## Action item
The whole listing must be printed again without any alteration.

Input material section start

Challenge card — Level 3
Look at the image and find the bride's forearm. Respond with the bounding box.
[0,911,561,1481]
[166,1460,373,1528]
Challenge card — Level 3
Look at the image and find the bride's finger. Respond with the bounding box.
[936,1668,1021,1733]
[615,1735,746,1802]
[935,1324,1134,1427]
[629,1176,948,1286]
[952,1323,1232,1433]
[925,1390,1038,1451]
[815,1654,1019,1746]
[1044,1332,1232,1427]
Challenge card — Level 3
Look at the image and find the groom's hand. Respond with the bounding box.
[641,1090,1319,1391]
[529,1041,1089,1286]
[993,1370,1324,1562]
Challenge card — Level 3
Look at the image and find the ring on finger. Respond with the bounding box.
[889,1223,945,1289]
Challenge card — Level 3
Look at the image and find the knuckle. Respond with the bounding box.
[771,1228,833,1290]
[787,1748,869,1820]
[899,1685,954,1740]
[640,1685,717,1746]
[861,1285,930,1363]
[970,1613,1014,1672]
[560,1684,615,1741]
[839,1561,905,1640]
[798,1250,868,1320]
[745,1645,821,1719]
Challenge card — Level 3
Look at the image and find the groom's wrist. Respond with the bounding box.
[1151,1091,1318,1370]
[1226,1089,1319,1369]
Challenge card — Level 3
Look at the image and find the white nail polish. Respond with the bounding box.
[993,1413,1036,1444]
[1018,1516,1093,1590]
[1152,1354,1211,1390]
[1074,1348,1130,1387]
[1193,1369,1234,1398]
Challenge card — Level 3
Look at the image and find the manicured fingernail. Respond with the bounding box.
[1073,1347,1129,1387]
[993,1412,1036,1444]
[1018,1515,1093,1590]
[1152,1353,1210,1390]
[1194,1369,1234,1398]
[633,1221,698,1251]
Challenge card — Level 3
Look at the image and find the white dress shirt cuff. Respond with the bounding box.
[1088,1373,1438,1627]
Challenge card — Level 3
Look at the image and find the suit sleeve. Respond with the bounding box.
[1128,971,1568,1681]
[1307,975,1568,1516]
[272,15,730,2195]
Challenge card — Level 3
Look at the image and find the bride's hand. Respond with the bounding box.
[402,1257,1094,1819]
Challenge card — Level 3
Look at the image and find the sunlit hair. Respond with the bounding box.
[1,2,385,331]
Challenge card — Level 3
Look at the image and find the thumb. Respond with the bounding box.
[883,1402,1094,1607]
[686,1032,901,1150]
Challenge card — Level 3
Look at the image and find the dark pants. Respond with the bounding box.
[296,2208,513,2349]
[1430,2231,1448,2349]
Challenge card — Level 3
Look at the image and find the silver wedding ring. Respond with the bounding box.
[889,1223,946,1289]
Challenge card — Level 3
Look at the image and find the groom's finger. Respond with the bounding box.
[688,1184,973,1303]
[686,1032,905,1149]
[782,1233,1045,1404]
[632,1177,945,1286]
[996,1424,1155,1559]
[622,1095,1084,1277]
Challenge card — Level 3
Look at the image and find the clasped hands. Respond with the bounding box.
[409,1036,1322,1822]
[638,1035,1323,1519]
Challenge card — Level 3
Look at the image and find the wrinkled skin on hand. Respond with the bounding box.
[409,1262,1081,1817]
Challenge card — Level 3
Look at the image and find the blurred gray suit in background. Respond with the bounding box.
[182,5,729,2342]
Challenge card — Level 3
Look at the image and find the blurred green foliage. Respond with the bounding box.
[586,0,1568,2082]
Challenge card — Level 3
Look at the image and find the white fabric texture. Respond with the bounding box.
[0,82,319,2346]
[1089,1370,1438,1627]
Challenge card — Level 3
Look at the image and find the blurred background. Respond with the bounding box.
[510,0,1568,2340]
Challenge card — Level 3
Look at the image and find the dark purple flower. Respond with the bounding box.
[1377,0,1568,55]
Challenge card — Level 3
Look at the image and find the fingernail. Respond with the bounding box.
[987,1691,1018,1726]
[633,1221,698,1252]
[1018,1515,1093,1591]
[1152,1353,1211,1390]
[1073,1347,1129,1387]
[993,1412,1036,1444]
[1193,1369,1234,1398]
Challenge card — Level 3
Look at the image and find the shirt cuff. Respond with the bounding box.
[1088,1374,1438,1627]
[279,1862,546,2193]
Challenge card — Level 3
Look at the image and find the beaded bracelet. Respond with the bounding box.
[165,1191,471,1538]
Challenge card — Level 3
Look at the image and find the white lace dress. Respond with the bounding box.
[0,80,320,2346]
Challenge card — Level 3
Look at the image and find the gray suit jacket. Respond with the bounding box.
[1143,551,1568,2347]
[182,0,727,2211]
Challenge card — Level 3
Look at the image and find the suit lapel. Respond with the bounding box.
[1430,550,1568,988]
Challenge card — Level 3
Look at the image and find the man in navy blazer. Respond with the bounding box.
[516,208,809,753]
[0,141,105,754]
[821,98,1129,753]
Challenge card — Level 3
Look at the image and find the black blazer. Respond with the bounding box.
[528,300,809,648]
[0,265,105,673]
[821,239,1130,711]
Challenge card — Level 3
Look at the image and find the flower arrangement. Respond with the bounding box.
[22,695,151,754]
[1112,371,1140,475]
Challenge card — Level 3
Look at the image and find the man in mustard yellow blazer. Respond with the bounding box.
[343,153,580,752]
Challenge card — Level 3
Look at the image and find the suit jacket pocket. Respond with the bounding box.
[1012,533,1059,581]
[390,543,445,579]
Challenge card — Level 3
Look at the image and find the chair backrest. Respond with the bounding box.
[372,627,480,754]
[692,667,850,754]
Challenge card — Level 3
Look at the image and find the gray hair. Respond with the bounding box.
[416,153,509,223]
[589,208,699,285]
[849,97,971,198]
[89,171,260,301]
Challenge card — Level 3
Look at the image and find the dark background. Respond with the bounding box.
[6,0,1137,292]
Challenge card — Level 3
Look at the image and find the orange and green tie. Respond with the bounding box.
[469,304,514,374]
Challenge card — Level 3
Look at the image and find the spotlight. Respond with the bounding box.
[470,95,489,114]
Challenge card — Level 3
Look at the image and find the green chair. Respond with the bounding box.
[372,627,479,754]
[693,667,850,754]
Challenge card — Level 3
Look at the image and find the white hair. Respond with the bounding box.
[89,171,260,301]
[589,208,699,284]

Input material section end

## Finished exercise
Challenge card — Level 3
Look at the image and find the bride's forearm. Respond with the bounding box.
[0,911,561,1481]
[166,1460,373,1528]
Challenge card — Level 3
Look at the image and find the bride's finger. Respond with the bounding box.
[936,1668,1021,1733]
[615,1735,746,1802]
[935,1324,1134,1427]
[629,1176,948,1286]
[952,1323,1232,1433]
[925,1390,1038,1451]
[815,1654,1019,1746]
[1044,1332,1232,1427]
Challenge card — Level 3
Look at the image and find the groom's hand. Respond with the bounding box.
[641,1090,1319,1391]
[529,1041,1089,1286]
[993,1370,1324,1562]
Challenge card — Level 3
Look at the image and find the ring on finger. Respond with the bounding box.
[889,1223,945,1289]
Challenge card — Level 3
Look at the image and find the knuckle. Respond with the bounding box.
[771,1228,833,1290]
[787,1748,869,1820]
[899,1685,954,1740]
[640,1685,717,1746]
[861,1285,930,1363]
[970,1613,1014,1672]
[560,1684,615,1741]
[839,1561,905,1640]
[798,1250,868,1320]
[745,1645,821,1719]
Challenge card — Level 3
Look at the image and find the groom's wrist. Respond with the bounding box.
[1151,1091,1318,1370]
[1226,1089,1319,1369]
Challenge card — Level 3
Look at the image and find the white nail polish. Respond with the bounding box.
[993,1413,1036,1444]
[1018,1516,1093,1590]
[1152,1354,1211,1390]
[1074,1348,1130,1387]
[1193,1369,1234,1398]
Challenge card — Level 3
Look at the image and find the manicured fingernail. Respond with the bounding box.
[1073,1347,1129,1387]
[993,1412,1036,1444]
[1018,1515,1093,1590]
[1152,1353,1210,1390]
[1194,1369,1234,1398]
[633,1221,698,1251]
Challenge card — Level 3
Look at the image and find the white dress shirt cuff. Respond with the bounding box.
[1088,1373,1438,1627]
Challenge card — Level 3
Look at the image and find the suit sleeve. Respond with the bounding box.
[1128,971,1568,1681]
[1307,975,1568,1516]
[272,15,730,2195]
Challenge card — Level 3
Look at the image and find the bride's hand. Respond with the bounding box.
[402,1257,1094,1819]
Challenge card — Level 3
Look at the image and find the sunlit hair. Respond with the bounding box.
[1,2,385,331]
Challenge card — Level 3
Look at the image and find the thumb. Respond with the bounding box.
[883,1402,1094,1607]
[686,1032,901,1150]
Challenge card — Level 3
Look at the image and find the dark pants. Respond with the bounding box.
[296,2208,513,2349]
[1430,2231,1448,2349]
Challenge card — Level 3
Look at the image and find the silver wedding ring. Respond with the bounding box.
[889,1223,946,1289]
Challenge card — Level 3
Look at the image and find the groom's finger. Respond with the bounding box.
[688,1184,973,1303]
[686,1032,905,1149]
[782,1233,1045,1404]
[632,1177,945,1286]
[996,1424,1155,1559]
[622,1095,1084,1277]
Challenge card — Level 3
Look at the image and find the clasped hands. Respond with the bounding box.
[409,1036,1322,1822]
[638,1035,1323,1519]
Challenge card — Level 3
Look at the image and find the wrinkled skin on hand. Respond with the bounding box.
[409,1262,1081,1817]
Challenge card — Level 3
Look at the image and find the blurred gray suit in background. Respond with the bounding box.
[182,5,729,2342]
Challenge card — Level 3
Look at the image and find the blurred green foliage. Respond with the bounding box.
[586,0,1568,2082]
Challenge card — Level 3
Look at the image and find the white fabric texture. Respond with the bounding box.
[0,82,319,2346]
[1089,1370,1438,1627]
Challenge card — Level 3
Look at the image and find the blurred background. Respond with the bounding box.
[510,0,1568,2340]
Challenge card — Level 3
Look at the image and find the dark purple flower. Respond with the bounding box.
[1377,0,1568,55]
Challenge card — Level 3
Look at the image and find the fingernail. Respond with the bounding box.
[987,1691,1018,1726]
[633,1221,698,1252]
[1018,1515,1093,1591]
[1152,1353,1211,1390]
[1073,1347,1129,1387]
[993,1412,1036,1444]
[1193,1369,1234,1398]
Challenge card — Level 3
Look at the image and find the shirt cuff. Respond with the bounding box.
[1088,1374,1438,1627]
[279,1862,546,2193]
Challenge card — Level 3
Look at the image and find the beaded bracelet. Respond with the bounding box.
[165,1191,471,1538]
Challenge card — Level 3
Look at the image and find the white lace dress. Respond with the bounding box.
[0,80,320,2346]
Challenge card — Level 3
Look at the image and find the gray suit jacket. Respond with the bounding box.
[1143,551,1568,2347]
[182,0,727,2211]
Challenge card — Level 3
Look at the image and find the suit lapel. Respond with the bounding box.
[1430,550,1568,988]
Challenge card — Level 3
Look at the image and find the man in navy blazer. Respond with the bounding box.
[516,208,809,753]
[0,141,105,754]
[821,98,1129,753]
Challenge card — Level 3
Look at the image and find the black blazer. Respond with the bounding box.
[528,300,809,648]
[0,265,105,673]
[821,239,1130,711]
Challenge card — Level 3
Look at the image and find the flower arrangement. Respond with the bounding box.
[22,695,151,754]
[1112,371,1140,475]
Challenge card — Level 3
Look at the image and find the man in mustard yellow blazer. Respond with the bounding box.
[343,153,580,752]
Challenge card — Level 3
Look at the image and find the suit jacket pocket. Respond with the bounding box.
[1012,533,1059,581]
[390,543,445,579]
Challenge card — Level 3
Look at the image and find the chair backrest. Respond with the bounding box.
[372,627,480,754]
[692,667,850,754]
Challenge card — Level 3
Look at the image and find the gray hair. Respond with the bounding box.
[416,153,509,223]
[589,208,699,285]
[849,97,971,198]
[89,171,260,301]
Challenge card — Level 3
Look at the image and find the dark background. Respond with the bounding box.
[6,0,1137,292]
Challenge card — Level 3
Look at the image and find the orange and green tie. Respond with the bounding box.
[469,304,514,374]
Challenge card — Level 3
Look at the image and find the spotlight. Respond with the bounding box.
[470,95,489,114]
Challenge card — Level 3
Look at the image and find the green chair. Respond with the bounding box.
[372,627,479,754]
[693,667,850,754]
Challenge card — Level 3
Look at the image and find the white hair. Respond with the bounding box.
[89,171,260,301]
[589,208,699,284]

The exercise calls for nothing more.